Die Aufgaben:
[a] Kopiere aus dem Textabschnitt die Stelle von „Es ist längst“ bis „wieder bedacht worden.“ wortgetreu.
[b] Nenne alle Angehörigen der Familie Büchner, die im Textabschnitt vorkommen.

Textabschnitt:
<<<<

Es ist längst bewiesen und steht außer jeder Frage: die Namensgleichheit von Mary Shelleys Menschenschöpfer mit der Burg über der Bergstraße ist zufällig und ohne jede Bedeutung. Die Frage danach allerdings, was aus der Anhäufung von Zellen menschliches Leben macht, wie sich das organisch Entstandene vom künstlich Geschaffenen unterscheidet und welche Grenzen technischer und ethischer Natur auf dem Weg zur künstlichen Zeugung zu überwinden sind, ist auch im Schatten von Burg Frankenstein immer wieder bedacht worden.

Fritz Buechner: Der Frankenstein. Aquarell. Ca. 1925.
(Fritz Büchner war ein Großneffe Georg Büchners, Enkel seines Bruders Wilhelm)

>>>>

Einträge:

<<<<

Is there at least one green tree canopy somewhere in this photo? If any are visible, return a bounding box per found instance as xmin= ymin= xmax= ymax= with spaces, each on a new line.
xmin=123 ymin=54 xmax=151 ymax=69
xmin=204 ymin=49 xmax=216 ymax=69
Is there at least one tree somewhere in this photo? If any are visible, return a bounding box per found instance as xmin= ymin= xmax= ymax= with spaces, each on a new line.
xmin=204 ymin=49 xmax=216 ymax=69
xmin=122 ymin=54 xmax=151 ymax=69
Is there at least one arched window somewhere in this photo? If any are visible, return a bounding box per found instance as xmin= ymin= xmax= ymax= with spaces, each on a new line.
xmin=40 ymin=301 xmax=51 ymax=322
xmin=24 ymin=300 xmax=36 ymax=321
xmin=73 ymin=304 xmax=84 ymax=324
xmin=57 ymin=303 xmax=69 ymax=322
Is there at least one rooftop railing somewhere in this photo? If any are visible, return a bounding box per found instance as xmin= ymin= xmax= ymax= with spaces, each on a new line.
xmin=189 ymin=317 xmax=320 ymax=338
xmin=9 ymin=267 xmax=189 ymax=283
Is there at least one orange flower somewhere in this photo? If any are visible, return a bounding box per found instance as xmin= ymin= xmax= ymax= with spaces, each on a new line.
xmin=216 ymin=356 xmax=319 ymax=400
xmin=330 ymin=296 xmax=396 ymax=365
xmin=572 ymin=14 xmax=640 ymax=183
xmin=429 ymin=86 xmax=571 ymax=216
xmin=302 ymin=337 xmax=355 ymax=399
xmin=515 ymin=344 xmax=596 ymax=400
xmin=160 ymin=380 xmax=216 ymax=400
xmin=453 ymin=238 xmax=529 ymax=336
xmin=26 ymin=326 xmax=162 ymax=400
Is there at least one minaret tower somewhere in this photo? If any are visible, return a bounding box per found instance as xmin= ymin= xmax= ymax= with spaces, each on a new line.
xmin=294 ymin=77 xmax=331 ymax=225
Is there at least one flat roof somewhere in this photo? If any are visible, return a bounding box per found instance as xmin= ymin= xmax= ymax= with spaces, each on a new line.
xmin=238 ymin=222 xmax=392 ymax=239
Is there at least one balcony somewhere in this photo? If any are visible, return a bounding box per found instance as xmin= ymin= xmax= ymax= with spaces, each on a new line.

>>>>

Lösungen:
[a]
Es ist längst bewiesen und steht außer jeder Frage: die Namensgleichheit von Mary Shelleys Menschenschöpfer mit der Burg über der Bergstraße ist zufällig und ohne jede Bedeutung. Die Frage danach allerdings, was aus der Anhäufung von Zellen menschliches Leben macht, wie sich das organisch Entstandene vom künstlich Geschaffenen unterscheidet und welche Grenzen technischer und ethischer Natur auf dem Weg zur künstlichen Zeugung zu überwinden sind, ist auch im Schatten von Burg Frankenstein immer wieder bedacht worden.

[b] Fritz Büchner, Georg Büchner, Wilhelm